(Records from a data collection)
Segment Open

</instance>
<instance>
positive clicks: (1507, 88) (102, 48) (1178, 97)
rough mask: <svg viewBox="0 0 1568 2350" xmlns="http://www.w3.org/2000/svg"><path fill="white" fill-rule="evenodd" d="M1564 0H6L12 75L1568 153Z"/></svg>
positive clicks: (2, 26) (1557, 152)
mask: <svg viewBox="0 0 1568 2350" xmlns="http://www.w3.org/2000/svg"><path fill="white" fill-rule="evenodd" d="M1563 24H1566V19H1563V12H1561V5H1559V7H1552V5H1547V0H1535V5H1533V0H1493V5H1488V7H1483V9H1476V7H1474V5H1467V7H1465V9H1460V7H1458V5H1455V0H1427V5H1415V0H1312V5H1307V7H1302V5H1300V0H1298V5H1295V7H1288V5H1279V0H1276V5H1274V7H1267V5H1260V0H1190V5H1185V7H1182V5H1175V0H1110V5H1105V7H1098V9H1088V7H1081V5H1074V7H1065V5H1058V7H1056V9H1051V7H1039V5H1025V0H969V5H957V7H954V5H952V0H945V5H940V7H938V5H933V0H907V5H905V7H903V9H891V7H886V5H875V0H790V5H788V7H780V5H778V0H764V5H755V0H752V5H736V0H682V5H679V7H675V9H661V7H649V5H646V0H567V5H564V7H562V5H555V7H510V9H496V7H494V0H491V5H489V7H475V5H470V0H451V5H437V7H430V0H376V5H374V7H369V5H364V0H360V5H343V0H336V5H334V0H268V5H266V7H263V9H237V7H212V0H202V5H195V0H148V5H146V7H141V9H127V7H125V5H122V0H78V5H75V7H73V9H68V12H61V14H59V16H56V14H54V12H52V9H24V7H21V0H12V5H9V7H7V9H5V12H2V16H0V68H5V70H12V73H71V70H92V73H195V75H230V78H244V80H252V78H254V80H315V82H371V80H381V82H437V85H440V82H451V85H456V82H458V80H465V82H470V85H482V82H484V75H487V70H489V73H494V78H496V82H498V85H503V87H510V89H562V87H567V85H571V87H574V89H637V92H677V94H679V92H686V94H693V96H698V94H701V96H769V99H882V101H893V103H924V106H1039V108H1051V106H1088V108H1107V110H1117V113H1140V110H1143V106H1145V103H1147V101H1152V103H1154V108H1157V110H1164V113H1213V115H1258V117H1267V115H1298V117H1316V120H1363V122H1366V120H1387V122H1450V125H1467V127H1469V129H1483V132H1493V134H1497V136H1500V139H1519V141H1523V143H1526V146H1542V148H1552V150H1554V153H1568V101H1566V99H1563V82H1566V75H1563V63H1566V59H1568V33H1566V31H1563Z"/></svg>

Segment Closed

* _WHAT THE TASK ASKS_
Would you reproduce all the entries exactly?

* _WRITTEN REPLY_
</instance>
<instance>
positive clicks: (1507, 88) (102, 48) (1178, 97)
rough mask: <svg viewBox="0 0 1568 2350" xmlns="http://www.w3.org/2000/svg"><path fill="white" fill-rule="evenodd" d="M1564 0H6L12 75L1568 153Z"/></svg>
positive clicks: (2, 26) (1557, 152)
mask: <svg viewBox="0 0 1568 2350" xmlns="http://www.w3.org/2000/svg"><path fill="white" fill-rule="evenodd" d="M1563 24H1566V19H1563V12H1561V5H1559V7H1552V5H1547V0H1535V5H1533V0H1493V5H1488V7H1483V9H1476V7H1474V5H1467V7H1465V9H1460V7H1458V5H1455V0H1427V5H1415V0H1312V5H1307V7H1302V5H1300V0H1298V5H1295V7H1288V5H1279V0H1276V5H1274V7H1267V5H1260V0H1190V5H1185V7H1182V5H1175V0H1110V5H1105V7H1098V9H1088V7H1081V5H1074V7H1065V5H1058V7H1056V9H1051V7H1039V5H1025V0H969V5H957V7H954V5H952V0H945V5H940V7H938V5H933V0H907V5H905V7H903V9H891V7H886V5H875V0H790V5H788V7H780V5H778V0H764V5H755V0H752V5H736V0H682V5H679V7H675V9H661V7H649V5H646V0H567V5H564V7H562V5H555V7H510V9H496V7H494V0H491V5H489V7H475V5H470V0H451V5H437V7H430V0H376V5H374V7H369V5H364V0H360V5H343V0H336V5H334V0H268V5H266V7H263V9H237V7H212V0H202V5H195V0H148V5H146V7H141V9H127V7H125V5H122V0H78V5H75V7H73V9H68V12H61V14H59V16H56V14H54V12H52V9H24V7H21V0H12V5H9V7H7V9H5V12H2V16H0V68H5V70H12V73H71V70H92V73H195V75H230V78H244V80H252V78H254V80H315V82H371V80H381V82H437V85H440V82H451V85H456V82H458V80H465V82H470V85H482V82H484V75H487V70H489V73H494V78H496V82H498V85H503V87H510V89H562V87H567V85H571V87H574V89H637V92H677V94H679V92H686V94H693V96H698V94H701V96H769V99H882V101H893V103H924V106H1039V108H1051V106H1088V108H1107V110H1117V113H1140V110H1143V106H1145V103H1147V101H1152V103H1154V108H1157V110H1164V113H1213V115H1258V117H1267V115H1298V117H1316V120H1363V122H1366V120H1387V122H1450V125H1467V127H1469V129H1483V132H1493V134H1497V136H1500V139H1519V141H1523V143H1526V146H1542V148H1552V150H1554V153H1568V101H1566V99H1563V82H1566V75H1563V63H1566V59H1568V33H1566V31H1563Z"/></svg>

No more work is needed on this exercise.